* GIVEN INSTRUCTION 1
Copy the entries word for word, starting at the line containing "of the extended" and continuing through the last line of the entries.

* SOURCE
In the former case, we are interested in a confidence Interval for the mean (synonymous with the location of the regression line) for a given value of \(X\), whereas in the latter case, we are interested in a prediction interval associated with a particular case.
A (1-\(\alpha\))% confidence interval will capture the true mean \(Y\) at a given value of \(X\) (1-\(\alpha\))% of the time.
A (1-\(\alpha\)) prediction interval will capture the \(Y\) value for a particular case (or individual) (1-\(\alpha\))% of the time.
We can calculate confidence and prediction intervals using the predict
function.
newdata <- data.frame(proportion.black = 0.4)
predict(lm.nose, newdata, interval = "confidence", level = 0.95)
fit lwr upr
1 5.137854 4.489386 5.786322
fit lwr upr
1 5.137854 1.668638 8.60707
This tells us that we are 95% sure that the mean age of lions with noses that are 40% black is between 4.49 and 5.79. And, we can be 95% sure that the age of a randomly chosen individual lion that has 40% of its nose black will fall between 1.67 and 8.60. Note the prediction interval is considerably wider. Why? The prediction interval must consider not only the uncertainty in the location of the regression line but also the variability of the points around the line. Remember, this variability is represented by a Normal distribution (see Figure 1.4) and is quantified using the residual standard error:
\[\hat{\sigma}=s_{\epsilon} = \sqrt{\sum_{i=1}^n{\frac{(y_i-\hat{y}_i)^2}{n-2}}}\]
We plot confidence and prediction intervals across the range of observed \(X\) values, below:
newdata <- data.frame(proportion.black = seq(0.08, 0.81, length = 100))
predict.mean <- cbind(newdata, predict(lm.nose, newdata, interval = "confidence"))

* GIVEN INSTRUCTION 2
Summarize the passage on confidence and prediction intervals in two sentences.

[Location identification entries]

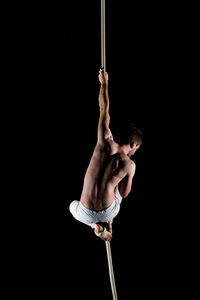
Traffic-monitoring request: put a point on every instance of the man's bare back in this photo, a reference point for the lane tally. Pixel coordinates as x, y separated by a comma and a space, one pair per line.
109, 175
104, 173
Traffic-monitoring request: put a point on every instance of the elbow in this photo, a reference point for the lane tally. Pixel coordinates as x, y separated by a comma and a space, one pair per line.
125, 194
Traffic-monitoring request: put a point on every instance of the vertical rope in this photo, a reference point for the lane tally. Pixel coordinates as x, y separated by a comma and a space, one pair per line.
103, 36
111, 272
103, 65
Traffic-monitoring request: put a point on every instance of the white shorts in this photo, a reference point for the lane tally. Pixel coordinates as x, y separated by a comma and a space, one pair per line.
88, 216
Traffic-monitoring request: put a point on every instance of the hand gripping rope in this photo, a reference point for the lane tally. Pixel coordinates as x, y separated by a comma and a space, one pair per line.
103, 65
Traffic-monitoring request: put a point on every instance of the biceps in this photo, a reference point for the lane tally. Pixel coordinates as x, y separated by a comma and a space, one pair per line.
104, 132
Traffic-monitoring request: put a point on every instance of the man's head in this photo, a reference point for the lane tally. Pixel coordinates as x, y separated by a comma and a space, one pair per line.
129, 135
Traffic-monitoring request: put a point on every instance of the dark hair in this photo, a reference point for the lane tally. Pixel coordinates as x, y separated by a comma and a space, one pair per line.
127, 134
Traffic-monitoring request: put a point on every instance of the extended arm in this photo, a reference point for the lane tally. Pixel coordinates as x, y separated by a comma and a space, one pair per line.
104, 132
125, 184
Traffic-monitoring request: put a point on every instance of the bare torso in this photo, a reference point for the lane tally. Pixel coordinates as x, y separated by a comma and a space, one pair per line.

* COMPLETE OUTPUT 1
Traffic-monitoring request: put a point on every instance of the extended arm in this photo, a reference point for the lane tally. Pixel coordinates as x, y separated by a comma and a space, one pair per line.
104, 132
125, 184
Traffic-monitoring request: put a point on every instance of the bare torso in this photo, a reference point for the lane tally. Pixel coordinates as x, y separated by a comma and a space, one pair per line.

* COMPLETE OUTPUT 2
A confidence interval captures the true mean Y at a given X, while a prediction interval captures the Y value for a particular case; both can be calculated with the predict function. For lions with noses 40% black, the mean age falls between 4.49 and 5.79 and an individual's age between 1.67 and 8.60, and the prediction interval is wider because it accounts for both uncertainty in the regression line's location and the variability of points around it.